[Selected text start]

Primarily new construction since 89, always wished I had more service experience. Doing more and more as I get older. New construction guy at heart, feels good to get a set of plans and see it till the end, big or small.


----------



## dhal22 (Jul 30, 2010)

Flyout95 said:


> This one just made me giggle.


What was the plan there?


----------



## Flyout95 (Apr 13, 2012)

dhal22 said:


> What was the plan there?


Tested it, noted it, Engineer didn't want it fixed. So, on to the next one.


----------



## rwh (Dec 17, 2014)

Cool pics man. Gotta love stationary engineer. They know their building.....


----------



## moz (Aug 4, 2012)

A year already. That went quick. Probably made you a better construction plumber too. Congrats on getting out if your comfort zone and making it through a year. Haha.

[Selected text end]
[Record list start]

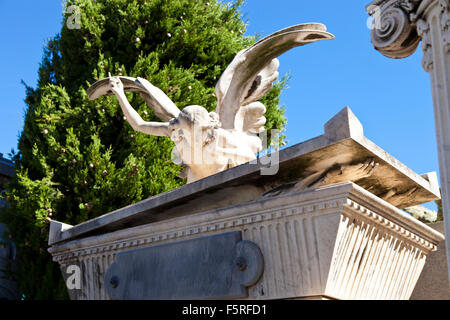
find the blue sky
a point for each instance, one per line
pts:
(391, 98)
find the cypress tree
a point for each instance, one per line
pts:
(78, 159)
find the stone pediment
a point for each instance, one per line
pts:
(341, 154)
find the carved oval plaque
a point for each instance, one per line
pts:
(213, 267)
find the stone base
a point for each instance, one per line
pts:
(338, 242)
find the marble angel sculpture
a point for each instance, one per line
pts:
(210, 142)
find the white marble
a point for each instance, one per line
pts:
(210, 142)
(334, 242)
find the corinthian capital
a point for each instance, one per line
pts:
(394, 32)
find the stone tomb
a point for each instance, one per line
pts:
(328, 225)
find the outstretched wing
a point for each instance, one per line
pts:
(251, 74)
(155, 98)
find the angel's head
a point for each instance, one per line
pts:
(193, 129)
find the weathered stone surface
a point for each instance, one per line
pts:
(341, 154)
(433, 282)
(398, 29)
(210, 142)
(334, 242)
(219, 266)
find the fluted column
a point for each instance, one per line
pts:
(399, 26)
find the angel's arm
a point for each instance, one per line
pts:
(135, 120)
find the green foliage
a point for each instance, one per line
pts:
(79, 159)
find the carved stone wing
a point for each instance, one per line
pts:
(155, 98)
(251, 73)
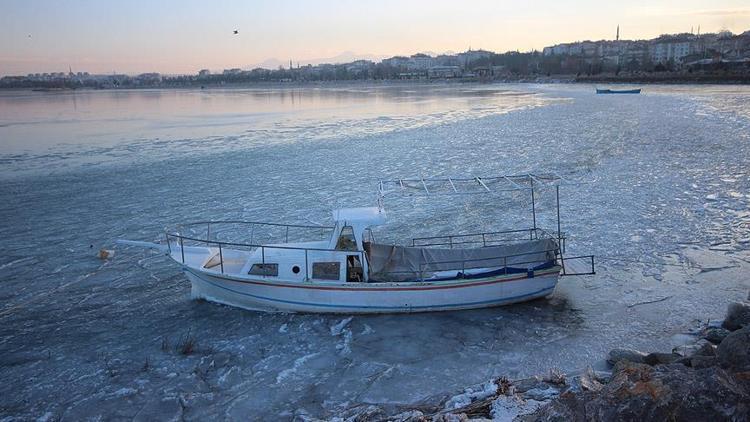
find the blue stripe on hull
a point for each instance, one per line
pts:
(539, 293)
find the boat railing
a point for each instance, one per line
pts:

[Record list end]

*Written task 1:*
In the plumbing forum thread, what did the engineer decide about the thing Flyout95 tested and noted?
*Written task 2:*
From the plumbing forum thread, write out the passage starting at "Primarily new construction" and ending at "made me giggle.".
*Written task 3:*
Extend the plumbing forum thread from the point where it stops.

*Task output 1:*
The engineer didn't want it fixed.

*Task output 2:*
Primarily new construction since 89, always wished I had more service experience. Doing more and more as I get older. New construction guy at heart, feels good to get a set of plans and see it till the end, big or small.


----------



## dhal22 (Jul 30, 2010)

Flyout95 said:


> This one just made me giggle.

*Task output 3:*
----------



## 422 plumber (Jul 31, 2008)

Glad you survived. I should probably come work for you guys. But most of work is within 30 minutes of home. Nukes and industrial are my bread and butter.


----------



## Flyout95 (Apr 13, 2012)

422 plumber said:


> Glad you survived. I should probably come work for you guys. But most of work is within 30 minutes of home. Nukes and industrial are my bread and butter.


I started in Winnetka today, finished at a power plant on the Indiana border. Our work it's everywhere. Thank goodness for windshield time.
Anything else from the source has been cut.